- TASK TO CARRY OUT -
Rewrite the forum thread about VMScluster disconnections from "Traffic percentage on" to "Thanks again. Sergio.", putting "floods" in place of "storms".

- PASSAGE GIVEN -
We significantly improved PEdriver's ability to deal with network congestion & delay
variations somewhare around V6.0. This kit back-port these changes to V5.5-2.
READ THE MANUAL:
The "Troubleshooting the NISCA Protocol" appendix to the
V6.1 & higher versions of the VMScluster Systems manual shows how
to use SDA to get & interpret counters & delay information from
PEdriver's port, VC, & Channel data structures. This should help
identify why PEdriver is closing VCs. I suspect that a channel is
getting listen timeouts because packets are being lost due to network
congestion or (less likely) faulty network HW.
00x = UNRECOGNIZED OPCODE
The errorlog analyzer doesn't understand that some errorlog entries don't
have a message buffer attached. It always assumes that the message buffer fields
are there. In this case there isn't any message & these fields are all 0s.
The OPcode value of 00x is undefined for PEdriver. So this part of the
errorlog report is missleading...
'Gards, Verell
|
5314.8 | update | MLNCSC::CAREMISE | and then they were ...four ! | Wed May 28 1997 05:50 | 28 |
| Probably I wasn't clear in my .0
It cannot be a problem of loosed connection 'cause the cabling is TP,
that means direct connection to the Repeater. No thin wire involved.
All port are switched (that means 'bridge' in my opinion...) and every
Repeater is switched again on the backbone through a 3COM Port Switch.
The boot node is directly connected to the other DecSwitch (that IS a
Bridge) so everything is ALREADY Bridged.
Traffic percentage on the two networks are below 25% , so there's not
ethernet congestion.
VAXLAVC patch is already been installed ( read my .0 )
The only thing I can agree with, is the chance to have a lot of
broadcast storms, and now I will investigate on this.
It seems that this storms comes from SUN Stations.
Can someone tell me something on how to work on storms, expecially
on non DEC systems ?
And how storms can be the cause of this disconnections ?
Thanks again. Sergio.
|
5314.9 | | UTRTSC::jgoras-197-2-3.jgo.dec.com::JurVanDerBurg | Change mode to Panic! | Wed May 28 1997 07:29 | 14 |
| >Can someone tell me something on how to work on storms, expecially
>on non DEC systems ?
Start measuring with a sniffer, and if non-dec systems are causing
storms contact the system managers for these systems and let them
find out what's wrong.
>And how storms can be the cause of this disconnections ?
Heavy broadcast storms can cause severe packet loss, and if that happens
frequently enough the scs will timeout.
Jur.

Data pulled from a collection:
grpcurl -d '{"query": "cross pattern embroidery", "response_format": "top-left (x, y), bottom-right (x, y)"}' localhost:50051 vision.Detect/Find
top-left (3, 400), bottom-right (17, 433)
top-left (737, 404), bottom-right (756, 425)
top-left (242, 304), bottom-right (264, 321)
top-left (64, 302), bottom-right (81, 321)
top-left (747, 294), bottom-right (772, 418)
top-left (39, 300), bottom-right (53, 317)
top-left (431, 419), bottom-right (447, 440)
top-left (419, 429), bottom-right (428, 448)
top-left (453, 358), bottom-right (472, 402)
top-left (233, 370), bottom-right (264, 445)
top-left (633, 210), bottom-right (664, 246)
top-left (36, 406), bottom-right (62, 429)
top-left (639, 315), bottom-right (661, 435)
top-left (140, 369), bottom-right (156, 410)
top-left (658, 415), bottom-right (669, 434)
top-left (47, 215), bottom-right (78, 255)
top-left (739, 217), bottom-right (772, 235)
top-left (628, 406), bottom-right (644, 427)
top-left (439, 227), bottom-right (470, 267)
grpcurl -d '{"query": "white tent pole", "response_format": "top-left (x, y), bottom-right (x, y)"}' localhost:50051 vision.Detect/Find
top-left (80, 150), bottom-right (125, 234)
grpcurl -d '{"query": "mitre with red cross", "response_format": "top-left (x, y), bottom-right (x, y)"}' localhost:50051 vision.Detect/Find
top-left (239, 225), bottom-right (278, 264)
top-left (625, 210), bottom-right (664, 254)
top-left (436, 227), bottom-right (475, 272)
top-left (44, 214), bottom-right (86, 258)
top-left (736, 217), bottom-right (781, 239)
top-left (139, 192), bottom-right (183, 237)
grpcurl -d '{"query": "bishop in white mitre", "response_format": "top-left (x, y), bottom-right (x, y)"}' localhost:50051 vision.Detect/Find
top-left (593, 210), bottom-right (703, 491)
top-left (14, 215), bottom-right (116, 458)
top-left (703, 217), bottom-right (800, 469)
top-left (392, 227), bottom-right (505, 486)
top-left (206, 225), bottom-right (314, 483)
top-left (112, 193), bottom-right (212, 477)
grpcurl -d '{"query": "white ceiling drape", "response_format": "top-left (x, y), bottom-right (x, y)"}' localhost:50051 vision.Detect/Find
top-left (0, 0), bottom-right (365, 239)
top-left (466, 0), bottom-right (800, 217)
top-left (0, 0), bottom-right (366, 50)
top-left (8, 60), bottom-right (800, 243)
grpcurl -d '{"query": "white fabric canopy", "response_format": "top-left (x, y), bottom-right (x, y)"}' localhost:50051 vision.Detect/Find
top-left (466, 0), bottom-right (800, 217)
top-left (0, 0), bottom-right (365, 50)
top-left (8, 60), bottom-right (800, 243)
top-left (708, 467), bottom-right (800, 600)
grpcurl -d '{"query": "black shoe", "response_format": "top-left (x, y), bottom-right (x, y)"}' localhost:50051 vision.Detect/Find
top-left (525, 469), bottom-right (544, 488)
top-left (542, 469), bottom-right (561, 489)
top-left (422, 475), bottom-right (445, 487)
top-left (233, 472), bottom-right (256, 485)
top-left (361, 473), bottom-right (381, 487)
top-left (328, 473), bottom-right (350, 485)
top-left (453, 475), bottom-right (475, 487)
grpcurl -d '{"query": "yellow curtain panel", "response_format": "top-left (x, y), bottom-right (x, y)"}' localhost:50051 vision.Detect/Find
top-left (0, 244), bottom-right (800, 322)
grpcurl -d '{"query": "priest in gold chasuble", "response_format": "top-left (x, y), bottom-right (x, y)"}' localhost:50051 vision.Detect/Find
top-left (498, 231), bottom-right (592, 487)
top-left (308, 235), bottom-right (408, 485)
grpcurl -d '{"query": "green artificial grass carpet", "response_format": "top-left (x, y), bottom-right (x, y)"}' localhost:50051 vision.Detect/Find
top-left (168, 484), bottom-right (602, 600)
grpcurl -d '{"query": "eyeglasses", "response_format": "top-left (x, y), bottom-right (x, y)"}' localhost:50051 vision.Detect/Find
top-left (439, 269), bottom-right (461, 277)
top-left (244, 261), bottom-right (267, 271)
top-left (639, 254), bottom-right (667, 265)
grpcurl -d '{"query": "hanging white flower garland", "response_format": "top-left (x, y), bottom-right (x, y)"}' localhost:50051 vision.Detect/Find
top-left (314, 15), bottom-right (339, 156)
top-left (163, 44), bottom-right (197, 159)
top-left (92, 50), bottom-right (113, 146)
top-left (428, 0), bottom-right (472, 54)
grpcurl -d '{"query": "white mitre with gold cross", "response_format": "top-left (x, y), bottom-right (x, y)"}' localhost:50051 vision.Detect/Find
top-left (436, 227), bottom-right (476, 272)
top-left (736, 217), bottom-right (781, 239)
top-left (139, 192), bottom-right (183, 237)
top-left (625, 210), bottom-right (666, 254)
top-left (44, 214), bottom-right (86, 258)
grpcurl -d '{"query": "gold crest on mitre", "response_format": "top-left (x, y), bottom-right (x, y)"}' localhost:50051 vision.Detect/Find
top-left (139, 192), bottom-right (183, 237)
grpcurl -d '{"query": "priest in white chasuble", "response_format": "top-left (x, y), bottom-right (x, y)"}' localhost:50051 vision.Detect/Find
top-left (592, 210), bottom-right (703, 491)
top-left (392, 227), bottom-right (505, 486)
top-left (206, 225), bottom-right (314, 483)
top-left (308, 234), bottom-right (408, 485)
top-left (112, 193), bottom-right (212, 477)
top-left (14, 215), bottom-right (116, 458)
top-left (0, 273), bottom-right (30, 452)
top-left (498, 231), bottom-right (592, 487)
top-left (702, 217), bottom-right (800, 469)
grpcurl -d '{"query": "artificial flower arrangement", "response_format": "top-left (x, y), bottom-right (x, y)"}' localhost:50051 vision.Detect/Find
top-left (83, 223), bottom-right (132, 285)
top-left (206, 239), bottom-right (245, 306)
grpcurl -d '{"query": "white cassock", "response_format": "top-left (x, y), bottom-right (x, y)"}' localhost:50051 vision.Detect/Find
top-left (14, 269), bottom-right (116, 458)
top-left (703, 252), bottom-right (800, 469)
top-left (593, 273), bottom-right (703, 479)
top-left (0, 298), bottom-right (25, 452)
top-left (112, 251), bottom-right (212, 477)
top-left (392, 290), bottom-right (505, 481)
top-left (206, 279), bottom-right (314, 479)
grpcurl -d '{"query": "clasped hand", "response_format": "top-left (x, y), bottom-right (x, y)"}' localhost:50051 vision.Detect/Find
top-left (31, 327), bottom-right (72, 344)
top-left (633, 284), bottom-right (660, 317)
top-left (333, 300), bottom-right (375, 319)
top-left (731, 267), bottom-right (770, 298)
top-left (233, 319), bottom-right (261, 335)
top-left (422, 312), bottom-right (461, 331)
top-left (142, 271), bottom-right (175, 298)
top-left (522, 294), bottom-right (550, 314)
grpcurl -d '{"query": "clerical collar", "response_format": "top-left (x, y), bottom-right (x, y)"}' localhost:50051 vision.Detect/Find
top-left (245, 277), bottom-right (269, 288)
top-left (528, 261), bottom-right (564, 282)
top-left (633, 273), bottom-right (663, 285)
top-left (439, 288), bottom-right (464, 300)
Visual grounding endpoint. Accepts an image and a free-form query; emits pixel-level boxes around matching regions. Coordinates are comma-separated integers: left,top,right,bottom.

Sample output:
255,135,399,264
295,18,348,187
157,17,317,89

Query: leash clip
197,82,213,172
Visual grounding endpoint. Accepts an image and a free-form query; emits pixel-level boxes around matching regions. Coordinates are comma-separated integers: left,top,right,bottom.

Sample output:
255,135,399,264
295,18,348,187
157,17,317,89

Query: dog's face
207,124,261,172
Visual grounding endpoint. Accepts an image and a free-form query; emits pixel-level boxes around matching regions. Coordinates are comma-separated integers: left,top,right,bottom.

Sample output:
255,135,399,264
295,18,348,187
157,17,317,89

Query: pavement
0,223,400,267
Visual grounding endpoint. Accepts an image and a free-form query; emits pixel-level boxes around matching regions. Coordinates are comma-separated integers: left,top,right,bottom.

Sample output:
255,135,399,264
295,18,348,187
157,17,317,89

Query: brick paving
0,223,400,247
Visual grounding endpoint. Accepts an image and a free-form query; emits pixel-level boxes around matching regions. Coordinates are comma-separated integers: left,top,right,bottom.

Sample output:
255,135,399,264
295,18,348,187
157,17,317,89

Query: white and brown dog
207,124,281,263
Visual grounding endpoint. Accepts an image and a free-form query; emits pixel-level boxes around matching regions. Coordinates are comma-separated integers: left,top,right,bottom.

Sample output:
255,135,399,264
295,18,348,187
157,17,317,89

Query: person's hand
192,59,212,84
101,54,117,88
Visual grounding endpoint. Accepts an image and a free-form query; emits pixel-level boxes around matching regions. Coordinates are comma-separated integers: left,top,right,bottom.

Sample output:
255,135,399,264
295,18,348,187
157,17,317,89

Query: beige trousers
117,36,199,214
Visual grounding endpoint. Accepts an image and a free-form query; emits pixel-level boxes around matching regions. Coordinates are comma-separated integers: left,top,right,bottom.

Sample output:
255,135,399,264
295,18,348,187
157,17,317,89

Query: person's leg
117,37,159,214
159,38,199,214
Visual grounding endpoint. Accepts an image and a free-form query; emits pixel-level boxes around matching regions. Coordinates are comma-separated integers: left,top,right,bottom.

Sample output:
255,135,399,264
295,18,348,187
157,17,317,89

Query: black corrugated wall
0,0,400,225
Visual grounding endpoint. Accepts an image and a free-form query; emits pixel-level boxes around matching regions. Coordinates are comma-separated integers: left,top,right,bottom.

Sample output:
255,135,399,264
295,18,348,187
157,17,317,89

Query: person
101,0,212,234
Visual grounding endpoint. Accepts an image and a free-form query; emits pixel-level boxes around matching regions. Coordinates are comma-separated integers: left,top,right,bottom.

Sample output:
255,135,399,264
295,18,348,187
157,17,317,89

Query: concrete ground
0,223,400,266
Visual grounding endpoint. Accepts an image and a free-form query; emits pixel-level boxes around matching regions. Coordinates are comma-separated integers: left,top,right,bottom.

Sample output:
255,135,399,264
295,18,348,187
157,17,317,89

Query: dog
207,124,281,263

- WRITTEN SOLUTION -
Traffic percentage on the two networks are below 25% , so there's not
ethernet congestion.
VAXLAVC patch is already been installed ( read my .0 )
The only thing I can agree with, is the chance to have a lot of
broadcast floods, and now I will investigate on this.
It seems that this floods comes from SUN Stations.
Can someone tell me something on how to work on floods, expecially
on non DEC systems ?
And how floods can be the cause of this disconnections ?
Thanks again. Sergio.